──────── GIVEN PASSAGE

"This planet's atmosphere behaves in ways that challenge our understanding of how weather works - not just on Earth, but on all planets. It feels like something out of science fiction," said Julia Victoria Seidel, lead author of the study and researcher at the European Southern Observatory (ESO) in Chile. The findings have been published in *Nature*.
Situated approximately 900 light-years away in the constellation Puppis, Tylos is an ultra-hot Jupiter orbiting its star so closely that a full year lasts only about 30 Earth hours. The planet is tidally locked, meaning one hemisphere is constantly exposed to its host star's intense radiation while the other remains much cooler.
Through advanced observations, scientists have unveiled complex atmospheric movements, forming a 3D wind map. "What we found was surprising: a jet stream rotates material around the planet's equator, while a separate flow at lower levels of the atmosphere moves gas from the hot side to the cooler side. This kind of climate has never been seen before on any planet," Seidel explained. The jet stream, spanning half the planet, intensifies as it crosses Tylos's scorching hemisphere, creating turbulent atmospheric conditions. "Even the strongest hurricanes in the Solar System seem calm in comparison," she added.
To achieve this groundbreaking observation, researchers employed ESO's VLT and its ESPRESSO instrument, which merges light from all four of the VLT's telescopes into a single signal. This approach enhances sensitivity, allowing scientists to detect faint spectral signatures. Observing the planet as it transited its host star, ESPRESSO identified multiple chemical elements at different altitudes, revealing a vertical atmospheric profile.

────────────────
──────── EXTRACTED INFORMATION

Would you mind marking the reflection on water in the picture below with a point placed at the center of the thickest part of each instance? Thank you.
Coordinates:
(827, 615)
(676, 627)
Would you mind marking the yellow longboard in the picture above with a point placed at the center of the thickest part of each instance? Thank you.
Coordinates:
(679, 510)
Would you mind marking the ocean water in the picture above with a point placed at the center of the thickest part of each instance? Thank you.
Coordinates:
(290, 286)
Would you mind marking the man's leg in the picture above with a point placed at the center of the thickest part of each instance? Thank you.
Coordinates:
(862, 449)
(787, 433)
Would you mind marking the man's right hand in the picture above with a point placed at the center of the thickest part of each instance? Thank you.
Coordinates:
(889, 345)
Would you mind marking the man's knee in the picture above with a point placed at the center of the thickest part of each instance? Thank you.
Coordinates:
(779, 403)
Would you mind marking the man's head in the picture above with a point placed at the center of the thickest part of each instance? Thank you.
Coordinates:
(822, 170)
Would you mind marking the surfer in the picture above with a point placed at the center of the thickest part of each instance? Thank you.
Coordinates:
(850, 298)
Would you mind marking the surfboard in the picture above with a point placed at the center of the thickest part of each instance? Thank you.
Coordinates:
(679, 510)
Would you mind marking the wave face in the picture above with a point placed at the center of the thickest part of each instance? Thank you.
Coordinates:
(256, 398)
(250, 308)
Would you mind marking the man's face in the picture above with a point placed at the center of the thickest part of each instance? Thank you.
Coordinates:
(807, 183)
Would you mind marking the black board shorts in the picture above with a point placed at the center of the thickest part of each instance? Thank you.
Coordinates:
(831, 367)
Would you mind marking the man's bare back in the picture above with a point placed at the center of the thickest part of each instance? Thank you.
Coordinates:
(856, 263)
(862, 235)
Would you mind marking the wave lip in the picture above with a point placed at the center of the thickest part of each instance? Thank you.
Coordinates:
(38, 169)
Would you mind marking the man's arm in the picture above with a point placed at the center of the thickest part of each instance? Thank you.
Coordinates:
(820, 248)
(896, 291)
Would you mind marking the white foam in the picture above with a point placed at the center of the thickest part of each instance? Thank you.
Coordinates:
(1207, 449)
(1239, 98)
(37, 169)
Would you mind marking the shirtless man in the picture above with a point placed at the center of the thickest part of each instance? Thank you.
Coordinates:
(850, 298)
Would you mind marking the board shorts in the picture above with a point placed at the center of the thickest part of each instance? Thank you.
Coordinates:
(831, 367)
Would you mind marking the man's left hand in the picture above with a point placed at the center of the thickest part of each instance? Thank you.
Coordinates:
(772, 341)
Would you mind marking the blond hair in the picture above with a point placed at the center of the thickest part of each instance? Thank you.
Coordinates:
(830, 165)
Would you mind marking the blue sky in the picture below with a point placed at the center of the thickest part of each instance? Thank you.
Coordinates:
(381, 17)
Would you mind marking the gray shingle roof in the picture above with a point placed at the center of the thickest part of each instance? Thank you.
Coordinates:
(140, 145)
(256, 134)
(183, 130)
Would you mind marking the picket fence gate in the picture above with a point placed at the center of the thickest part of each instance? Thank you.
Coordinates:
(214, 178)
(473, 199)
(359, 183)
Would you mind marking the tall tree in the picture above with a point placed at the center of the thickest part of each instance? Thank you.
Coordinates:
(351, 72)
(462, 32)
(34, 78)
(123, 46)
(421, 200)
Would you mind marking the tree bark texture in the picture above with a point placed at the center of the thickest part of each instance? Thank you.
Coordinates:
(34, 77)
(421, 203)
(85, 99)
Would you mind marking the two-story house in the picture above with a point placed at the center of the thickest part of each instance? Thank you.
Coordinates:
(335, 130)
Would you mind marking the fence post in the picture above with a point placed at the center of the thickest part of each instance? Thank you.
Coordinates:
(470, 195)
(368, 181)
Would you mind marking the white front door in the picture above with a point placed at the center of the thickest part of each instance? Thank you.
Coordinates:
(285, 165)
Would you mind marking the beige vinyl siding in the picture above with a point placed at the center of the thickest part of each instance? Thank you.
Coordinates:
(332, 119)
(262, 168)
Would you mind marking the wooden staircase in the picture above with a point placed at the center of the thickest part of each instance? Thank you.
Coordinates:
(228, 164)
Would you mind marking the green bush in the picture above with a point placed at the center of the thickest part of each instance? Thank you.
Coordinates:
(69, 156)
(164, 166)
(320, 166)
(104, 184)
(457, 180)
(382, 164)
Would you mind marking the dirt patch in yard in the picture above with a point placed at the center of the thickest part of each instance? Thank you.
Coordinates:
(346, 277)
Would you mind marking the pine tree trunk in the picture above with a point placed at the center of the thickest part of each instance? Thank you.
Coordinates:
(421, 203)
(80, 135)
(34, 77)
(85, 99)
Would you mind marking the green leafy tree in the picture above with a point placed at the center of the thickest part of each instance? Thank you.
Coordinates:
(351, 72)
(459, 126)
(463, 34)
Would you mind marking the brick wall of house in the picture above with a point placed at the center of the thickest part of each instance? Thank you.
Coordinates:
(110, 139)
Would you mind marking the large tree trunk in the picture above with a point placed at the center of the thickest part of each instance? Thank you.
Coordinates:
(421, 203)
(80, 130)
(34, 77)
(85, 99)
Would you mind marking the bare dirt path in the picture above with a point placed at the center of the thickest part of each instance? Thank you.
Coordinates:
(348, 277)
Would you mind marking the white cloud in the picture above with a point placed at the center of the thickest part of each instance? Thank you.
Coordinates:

────────────────
──────── EXTRACTED INFORMATION

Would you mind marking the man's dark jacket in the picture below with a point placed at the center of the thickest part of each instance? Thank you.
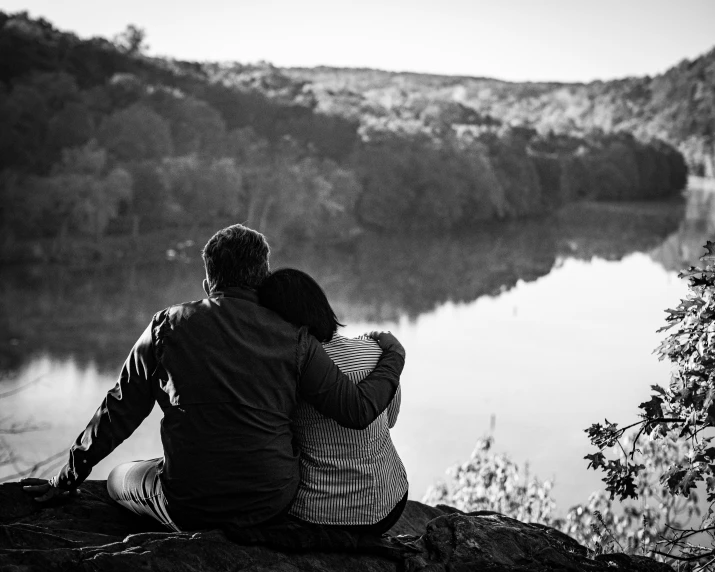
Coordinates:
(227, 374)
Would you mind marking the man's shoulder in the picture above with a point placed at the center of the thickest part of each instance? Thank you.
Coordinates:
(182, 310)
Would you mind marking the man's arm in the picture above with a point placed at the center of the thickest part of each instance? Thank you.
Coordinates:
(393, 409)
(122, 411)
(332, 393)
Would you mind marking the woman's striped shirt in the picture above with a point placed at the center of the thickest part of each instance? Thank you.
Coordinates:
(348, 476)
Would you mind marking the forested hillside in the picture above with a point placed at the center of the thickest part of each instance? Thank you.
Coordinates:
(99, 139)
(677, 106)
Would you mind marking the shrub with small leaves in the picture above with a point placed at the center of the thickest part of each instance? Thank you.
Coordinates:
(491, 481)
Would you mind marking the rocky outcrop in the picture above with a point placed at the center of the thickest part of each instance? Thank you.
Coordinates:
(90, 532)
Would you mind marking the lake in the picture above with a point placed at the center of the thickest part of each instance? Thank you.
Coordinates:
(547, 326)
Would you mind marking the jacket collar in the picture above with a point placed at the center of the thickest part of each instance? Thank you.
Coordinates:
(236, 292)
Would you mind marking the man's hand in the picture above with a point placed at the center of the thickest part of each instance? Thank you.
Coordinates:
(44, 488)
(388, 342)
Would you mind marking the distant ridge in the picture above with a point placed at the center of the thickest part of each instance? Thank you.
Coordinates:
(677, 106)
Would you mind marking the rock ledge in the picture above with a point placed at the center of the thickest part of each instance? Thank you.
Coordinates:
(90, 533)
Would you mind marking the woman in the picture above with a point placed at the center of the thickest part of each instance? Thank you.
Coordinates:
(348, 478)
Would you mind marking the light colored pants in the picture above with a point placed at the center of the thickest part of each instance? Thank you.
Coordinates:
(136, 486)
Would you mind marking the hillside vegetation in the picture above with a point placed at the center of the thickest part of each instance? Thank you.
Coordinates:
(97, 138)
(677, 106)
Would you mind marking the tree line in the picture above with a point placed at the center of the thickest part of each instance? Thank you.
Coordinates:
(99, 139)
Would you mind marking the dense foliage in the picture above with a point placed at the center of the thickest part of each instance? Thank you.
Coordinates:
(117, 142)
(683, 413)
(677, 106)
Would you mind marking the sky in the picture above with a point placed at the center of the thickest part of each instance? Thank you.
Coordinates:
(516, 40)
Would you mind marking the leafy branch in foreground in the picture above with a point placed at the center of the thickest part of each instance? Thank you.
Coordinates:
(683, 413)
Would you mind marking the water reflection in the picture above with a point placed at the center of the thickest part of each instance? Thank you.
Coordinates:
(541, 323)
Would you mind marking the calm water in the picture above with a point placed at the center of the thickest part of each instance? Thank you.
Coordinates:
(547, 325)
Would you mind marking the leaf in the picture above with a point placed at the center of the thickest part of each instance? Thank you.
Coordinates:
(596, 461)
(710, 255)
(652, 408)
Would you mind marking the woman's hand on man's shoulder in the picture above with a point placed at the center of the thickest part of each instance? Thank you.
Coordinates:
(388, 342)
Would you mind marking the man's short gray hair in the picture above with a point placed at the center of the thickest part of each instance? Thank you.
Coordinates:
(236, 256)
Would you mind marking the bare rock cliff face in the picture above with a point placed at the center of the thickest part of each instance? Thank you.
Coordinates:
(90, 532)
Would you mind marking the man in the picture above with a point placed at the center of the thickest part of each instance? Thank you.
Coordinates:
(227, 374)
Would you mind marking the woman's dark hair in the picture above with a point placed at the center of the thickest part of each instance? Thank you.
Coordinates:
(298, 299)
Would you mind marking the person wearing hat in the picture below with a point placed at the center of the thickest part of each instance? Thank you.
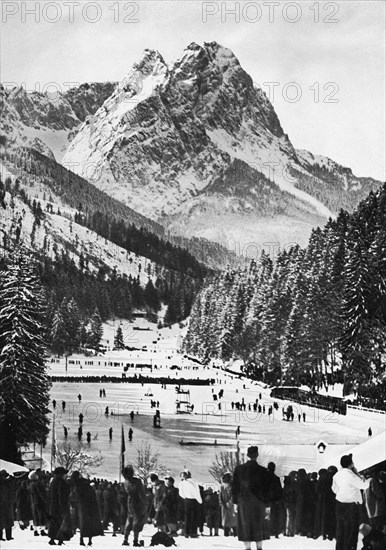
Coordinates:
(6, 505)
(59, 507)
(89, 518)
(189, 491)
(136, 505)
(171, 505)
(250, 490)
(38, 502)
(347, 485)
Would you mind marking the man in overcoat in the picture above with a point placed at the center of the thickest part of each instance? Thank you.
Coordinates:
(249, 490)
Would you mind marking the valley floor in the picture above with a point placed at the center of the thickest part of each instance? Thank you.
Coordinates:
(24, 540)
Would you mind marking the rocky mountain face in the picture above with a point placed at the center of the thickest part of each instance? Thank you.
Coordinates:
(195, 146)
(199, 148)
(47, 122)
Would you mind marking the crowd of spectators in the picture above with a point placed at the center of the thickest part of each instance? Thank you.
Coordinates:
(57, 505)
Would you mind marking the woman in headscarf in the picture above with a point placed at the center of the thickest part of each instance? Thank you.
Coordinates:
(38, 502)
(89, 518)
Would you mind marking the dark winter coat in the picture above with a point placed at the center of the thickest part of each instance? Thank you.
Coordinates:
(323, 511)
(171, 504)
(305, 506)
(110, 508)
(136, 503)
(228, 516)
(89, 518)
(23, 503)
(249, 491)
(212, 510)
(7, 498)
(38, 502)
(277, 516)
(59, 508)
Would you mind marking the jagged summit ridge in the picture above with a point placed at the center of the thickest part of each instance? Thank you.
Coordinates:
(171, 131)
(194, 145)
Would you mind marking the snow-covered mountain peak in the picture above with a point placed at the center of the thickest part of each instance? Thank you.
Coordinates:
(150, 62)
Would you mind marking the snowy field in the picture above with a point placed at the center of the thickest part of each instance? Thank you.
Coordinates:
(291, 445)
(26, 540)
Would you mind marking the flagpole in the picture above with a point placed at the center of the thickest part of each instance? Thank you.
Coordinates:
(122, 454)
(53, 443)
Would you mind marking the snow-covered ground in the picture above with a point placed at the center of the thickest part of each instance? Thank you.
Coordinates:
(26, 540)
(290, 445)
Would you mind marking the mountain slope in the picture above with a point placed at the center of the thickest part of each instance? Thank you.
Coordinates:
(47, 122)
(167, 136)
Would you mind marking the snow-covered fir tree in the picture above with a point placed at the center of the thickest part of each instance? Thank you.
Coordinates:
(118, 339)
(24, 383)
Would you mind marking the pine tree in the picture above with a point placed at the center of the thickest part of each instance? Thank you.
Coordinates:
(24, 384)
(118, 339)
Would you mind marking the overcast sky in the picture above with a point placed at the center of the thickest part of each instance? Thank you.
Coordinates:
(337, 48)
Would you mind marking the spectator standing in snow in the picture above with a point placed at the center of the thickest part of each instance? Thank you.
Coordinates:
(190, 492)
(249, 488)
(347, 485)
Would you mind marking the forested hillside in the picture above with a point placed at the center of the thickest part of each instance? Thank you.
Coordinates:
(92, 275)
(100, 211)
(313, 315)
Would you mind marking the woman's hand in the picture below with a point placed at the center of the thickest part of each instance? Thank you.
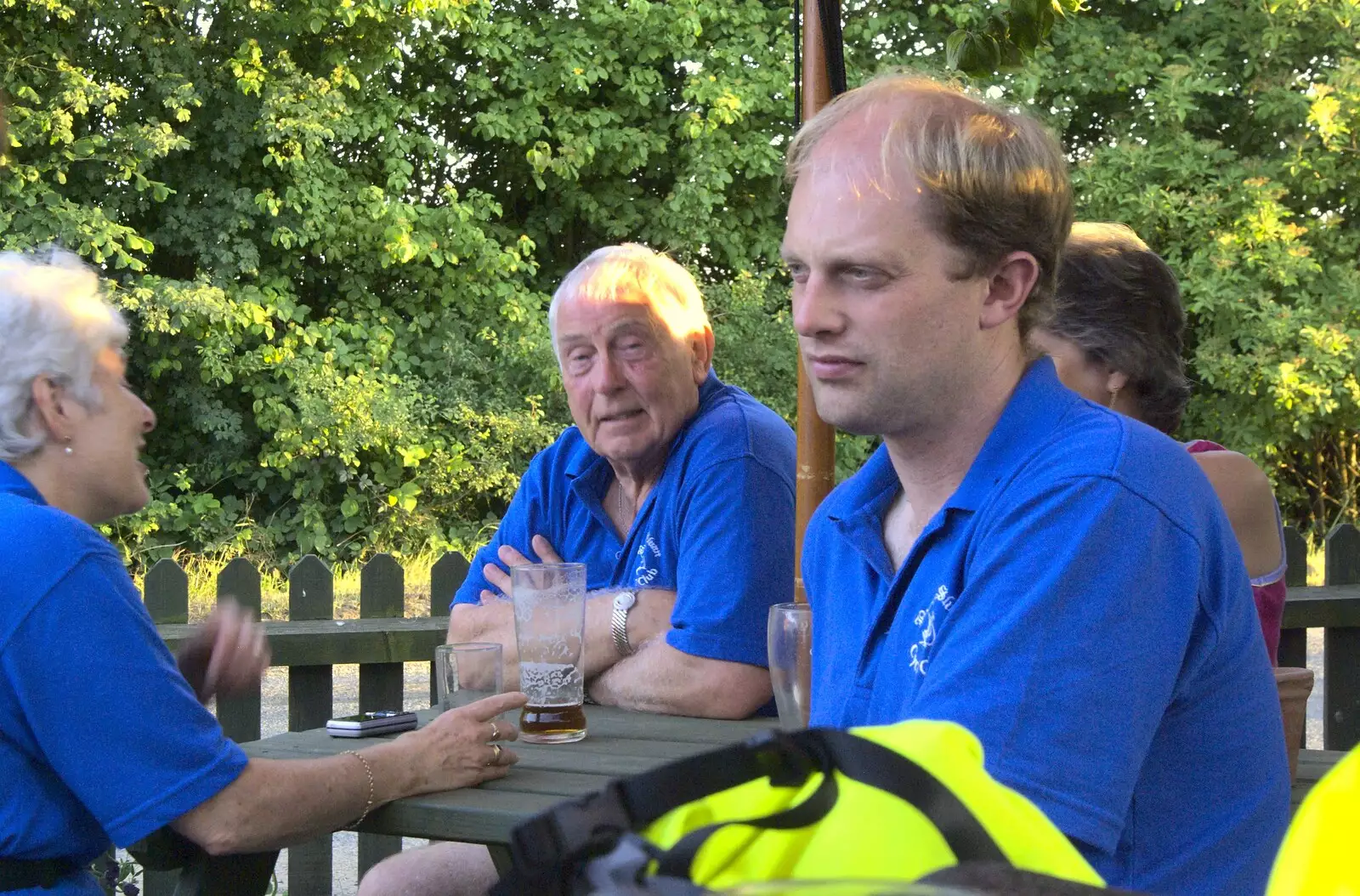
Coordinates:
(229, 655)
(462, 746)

────────────────

-- REQUIREMENT --
Extend the article on the atmosphere of the exoplanet Tylos, beginning immediately after its final sentence. The rows are independent of the article on Tylos's atmosphere and form separate material.

-- OUTPUT OF THE TASK --
"The VLT enabled us to probe three different layers of the exoplanet's atmosphere in one fell swoop," noted study co-author Leonardo A. dos Santos, an assistant astronomer at the Space Telescope Science Institute in Baltimore, United States. The team tracked iron, sodium, and hydrogen across various atmospheric depths, providing an unprecedented view of the planet's climate. "It's the kind of observation that is very challenging to do with space telescopes, highlighting the importance of ground-based observations of exoplanets," dos Santos added.
Further observations, detailed in a companion study in *Astronomy and Astrophysics*, revealed unexpected titanium signatures just beneath the jet stream, contradicting earlier findings that suggested the element was absent. Researchers believe this discrepancy arises from titanium being deeply embedded in the atmospheric layers.
"It's truly mind-blowing that we're able to study details like the chemical makeup and weather patterns of a planet at such a vast distance," said Bibiana Prinoth, a PhD student at Lund University, Sweden, and ESO, who led the companion study and co-authored the *Nature* paper.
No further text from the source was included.